_Directives_
- A) From the Linux login email exchange below, list the items the longer answer says might need to be modified or adjusted as part of the "can of worms".
- B) Pick up the Linux login email exchange below after its final sentence and carry it forward.

_Provided passage_
* START *
I couldn't think of any. There are a thousand ways to delete a file on login, of course, but I couldn't think of a way to accept two different passwords. The closest I could come up with was to have two different accounts with the same userid but different usernames in /etc/password, with a different initial startup for each. But that would provide two different usernames...
billo
On Mon, Dec 30, 2013 at 11:25 PM, Bill Oliver vendor@billoblog.com wrote:
In linux, is it possible to dictate two different actions upon login with different passwords?
Short answer: no.
Longer answer: in computing almost anything is possible if you really want to achieve it. Given that on Unix-style systems, including Linux, the login program can be changed, you can modify the source to do what you want. Of course you'll need to have superuser privileges to install it in place of the system standard. Note that doing this may well open a can of worms, e.g. you might have to modify the format of the password file (and hence the library routines that access it), possibly fiddle with SElinux settings, etc. etc.
* END *
Dataset rows on where objects appear
* START *
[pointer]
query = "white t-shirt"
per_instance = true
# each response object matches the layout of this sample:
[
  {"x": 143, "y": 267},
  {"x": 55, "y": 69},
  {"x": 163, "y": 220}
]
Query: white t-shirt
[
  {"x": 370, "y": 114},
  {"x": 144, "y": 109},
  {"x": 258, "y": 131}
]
* END *
_Answers for this exercise_
- A)
- The format of the password file
- The library routines that access the password file
- SElinux settings

- B)
If the conditions are relaxed slightly you can get a partial solution using the standard login: write a Shell startup script (.profile or whatever) that allows the user to discriminate between the two modes, e.g. by using a timeout, detecting the initial state of the Shift (or Control or whatever) key etc., in a way that is hopefully non-obvious to an observer. Probably not reliable enough for serious use.
Conclusion: better look for some other way to cover your tracks, and note that a forensic investigation can be carried out without having you log in at all.
poc
On Tue, 31 Dec 2013, Patrick O'Callaghan wrote:
On Mon, Dec 30, 2013 at 11:25 PM, Bill Oliver vendor@billoblog.com wrote:
In linux, is it possible to dictate two different actions upon login with different passwords?Short answer: no.
Longer answer: in computing almost anything is possible if you really want to achieve it. Given that on Unix-style systems, including Linux, the login program can be changed, you can modify the source to do what you want. Of course you'll need to have superuser privileges to install it in place of the system standard. Note that doing this may well open a can of worms, e.g. you might have to modify the format of the password file (and hence the library routines that access it), possibly fiddle with SElinux settings, etc. etc.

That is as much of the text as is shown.